Passage section start

The purpose of this study is to provide a validated computational model of flap re-apposition which can be used as a benchmark for testing different therapies in a virtual setting. The proposed model aims to reduce the overall time and cost required to perform pre-clinical in vivo studies in porcine and expedite the development of better endovascular therapies for treating AD in humans. From the bench tests and computational simulations presented, it is observed that the radial pressure for re-apposition of intimal flap increases monotonically with increase in aortic pressure.

Materials and Methods

Bench Experiments

Aorta Preparation and Dissection

Five fresh thoracic aorta samples harvested from healthy porcine were prepared for bench tests by removing all connective tissue and ligating all branches using 2-0 sutures. Samples were stored at ∼2°C until tested. Samples were not used for any testing prior to this research. Next, the porcine aorta was inverted exposing the intima and dissections were created ∼6–8 cm from the left subclavian artery (LSA). The percent circumferential length of the entry tear, calculated as 100 × (circumference of the flap/circumference of the aorta), was approximately 50–60% of aorta circumference (Canchi et al., 2017). Dissections in healthy descending thoracic aorta represent the case of acute Type-B AD. Using a surgical blade, a cut was made in the inner lining of the aortic wall. The layers were separated using a surgical blade and advanced using fine-tip forceps to the desired axial length. The depth of incision for dissection was typically set between 30 and 50% of the wall thickness. A resulting intimal flap of about ∼10–13 cm in length was created due to surgical dissection as shown in Figure 1. A reentry was then created, and the flap separated the TL from the FL of the aorta.

FIGURE 1

FIGURE 1. An inverted aorta with an imposed dissection. An entry was initially created in the descending thoracic aorta and propagated using forceps to the distal region of the aorta where a pocket of re-entry was created. Tissue specimens from two regions (mid and distal) were extracted and tested on planar biaxial testing machine for material characterization.

Protocol for Bench Testing

After the dissection was created in the aorta sample, it was mounted on a customized static pressure fixture developed for this study as shown in Figure 2. In the setup, the pressure line was connected to stopcock valve which was attached on the other end with an axle as shown in left side of image. The stopcock on right was always closed and to prevent outflow of saline. A saline water reservoir was fed with a compressed air line at a specific pressure and as a result, the pressure line was filled with saline water. The saline solution was transmitted to the suspended aorta which inflated under the applied pressure. Prior to performing the bench test, a Cook CODA balloon catheter (CODA-2-9.0-35-100-32) was advanced into, either the mid (∼6–8 cm from LSA) or distal (∼11–14 cm from LSA) region of the TL, such that the entire balloon was contained within the dissection. The aorta was then pressurized to static pressures between 70 and 140 mmHg in increments of 10 mmHg. Higher aortic pressures simulated patients with hypertension, which is considered one of the primary risk factors for AD. For each of the sample pressure values, the balloon was inflated by filling it with water until the intimal flap re-apposed against the outer wall. The reconstitution of the aortic wall was confirmed via ultrasound imaging (Philips iE33) and the corresponding pressure for balloon inflation was recorded using pressure transducer. The pressure for re-apposition was calculated as the difference between balloon and static aorta pressure; i.e., Δ (Balloon-Aortic pressure). Figure 3 shows the schematic of bench test.

Passage section end
Records supplied section start

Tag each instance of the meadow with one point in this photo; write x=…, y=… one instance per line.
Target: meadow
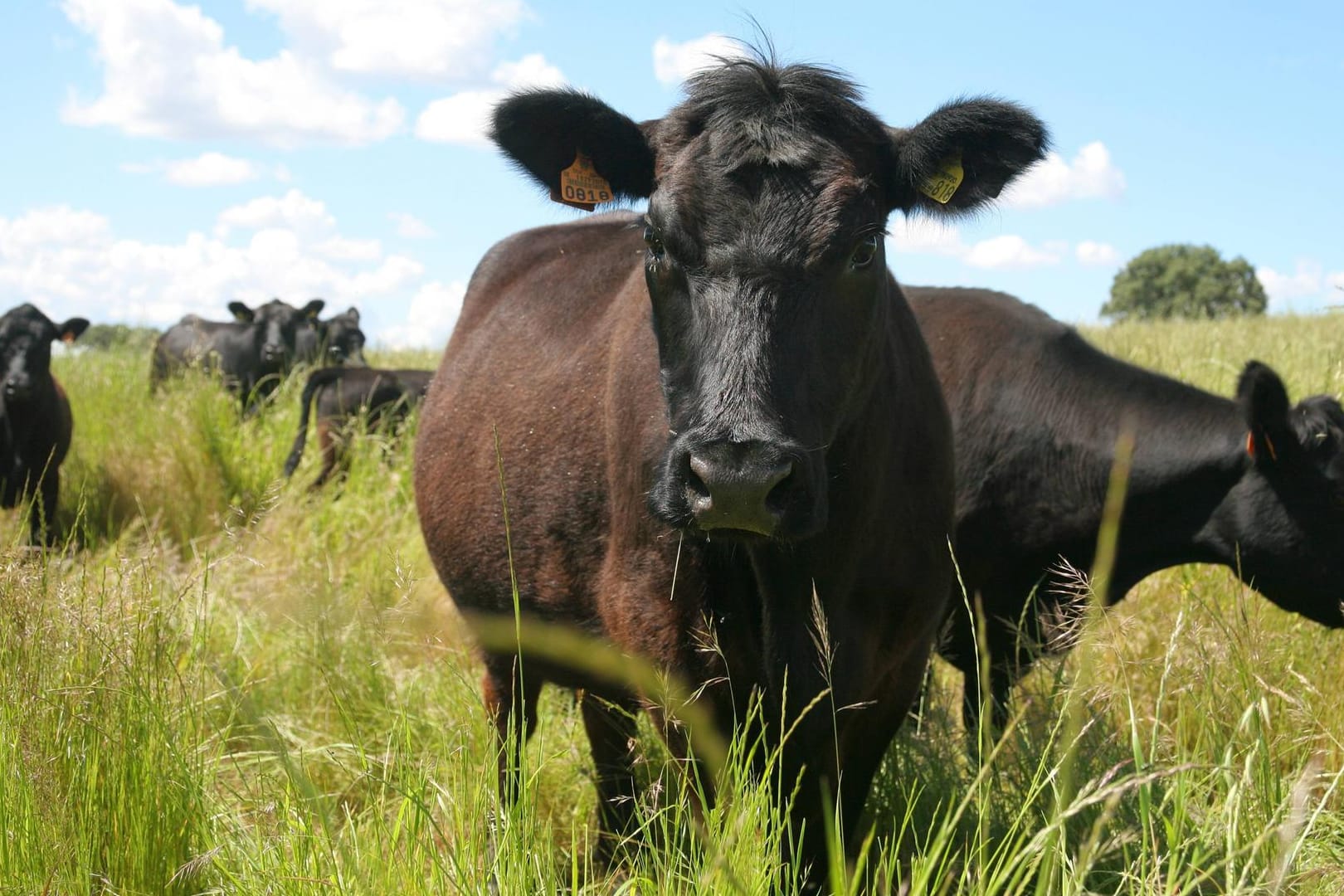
x=233, y=685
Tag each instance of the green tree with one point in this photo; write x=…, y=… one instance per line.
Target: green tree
x=1185, y=281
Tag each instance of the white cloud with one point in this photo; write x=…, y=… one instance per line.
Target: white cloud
x=675, y=62
x=1053, y=180
x=409, y=226
x=422, y=39
x=71, y=262
x=1008, y=251
x=1097, y=254
x=208, y=169
x=465, y=117
x=429, y=323
x=167, y=73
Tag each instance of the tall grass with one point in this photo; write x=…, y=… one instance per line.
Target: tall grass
x=230, y=684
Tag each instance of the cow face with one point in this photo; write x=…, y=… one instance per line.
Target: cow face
x=344, y=342
x=275, y=327
x=1289, y=505
x=26, y=336
x=767, y=195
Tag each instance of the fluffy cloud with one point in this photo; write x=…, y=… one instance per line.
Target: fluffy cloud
x=424, y=39
x=1096, y=254
x=167, y=73
x=208, y=169
x=675, y=62
x=1090, y=175
x=410, y=226
x=433, y=312
x=71, y=262
x=465, y=117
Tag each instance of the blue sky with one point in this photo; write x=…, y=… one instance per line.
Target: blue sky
x=164, y=158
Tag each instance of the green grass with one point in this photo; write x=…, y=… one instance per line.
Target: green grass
x=233, y=685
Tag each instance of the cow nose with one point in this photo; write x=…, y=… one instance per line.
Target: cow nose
x=730, y=486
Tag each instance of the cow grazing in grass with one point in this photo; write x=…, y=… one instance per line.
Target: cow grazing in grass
x=343, y=394
x=336, y=340
x=711, y=416
x=251, y=353
x=35, y=416
x=1252, y=484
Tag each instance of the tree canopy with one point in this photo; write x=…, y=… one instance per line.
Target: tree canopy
x=1185, y=281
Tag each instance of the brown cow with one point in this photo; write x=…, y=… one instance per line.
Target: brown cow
x=713, y=414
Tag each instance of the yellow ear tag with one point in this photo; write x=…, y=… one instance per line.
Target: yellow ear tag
x=581, y=186
x=942, y=184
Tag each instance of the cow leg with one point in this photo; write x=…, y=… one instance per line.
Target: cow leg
x=329, y=450
x=511, y=700
x=611, y=728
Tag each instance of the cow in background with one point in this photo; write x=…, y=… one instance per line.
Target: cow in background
x=251, y=353
x=1249, y=483
x=336, y=340
x=342, y=394
x=35, y=421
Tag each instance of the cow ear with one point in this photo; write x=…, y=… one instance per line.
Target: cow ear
x=1264, y=401
x=71, y=329
x=546, y=132
x=962, y=156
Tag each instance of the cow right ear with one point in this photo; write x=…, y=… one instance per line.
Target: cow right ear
x=546, y=132
x=1264, y=401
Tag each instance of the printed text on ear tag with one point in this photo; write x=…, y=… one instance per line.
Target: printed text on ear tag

Records supplied section end

* _Exercise 1_:
List every section and subsection heading in the study excerpt. Leave out figure labels.
* _Exercise 2_:
Copy the part of the study excerpt between "The purpose of" and "in aortic pressure.", inclusive.

* _Exercise response 1_:
- Materials and Methods
- Bench Experiments
- Aorta Preparation and Dissection
- Protocol for Bench Testing

* _Exercise response 2_:
The purpose of this study is to provide a validated computational model of flap re-apposition which can be used as a benchmark for testing different therapies in a virtual setting. The proposed model aims to reduce the overall time and cost required to perform pre-clinical in vivo studies in porcine and expedite the development of better endovascular therapies for treating AD in humans. From the bench tests and computational simulations presented, it is observed that the radial pressure for re-apposition of intimal flap increases monotonically with increase in aortic pressure.